> _Exercise objective_
Output the lines below as a Markdown table with the columns "Row" and "Line," numbering each line and skipping blank ones. Leave the pictures out of the table.

> _Records to process_
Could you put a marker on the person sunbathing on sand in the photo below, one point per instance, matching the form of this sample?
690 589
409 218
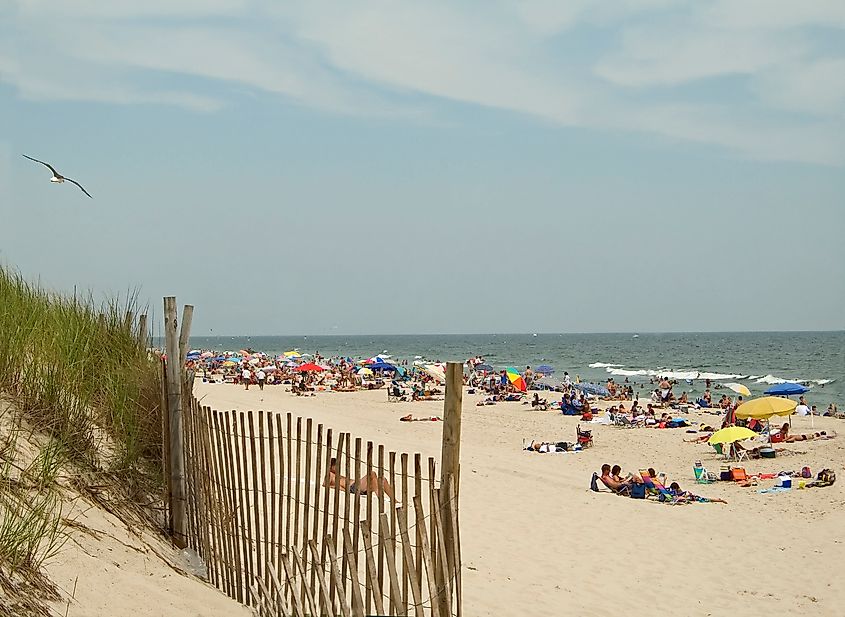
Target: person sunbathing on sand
614 483
675 489
369 483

> _Task output_
| Row | Line |
|---|---|
| 1 | Could you put a marker on the person sunbathing on sand in the photo below, one point per instance, matching the form of this sample? |
| 2 | 690 589 |
| 3 | 409 218 |
| 4 | Target: person sunbathing on sand |
| 5 | 614 483 |
| 6 | 675 489 |
| 7 | 369 483 |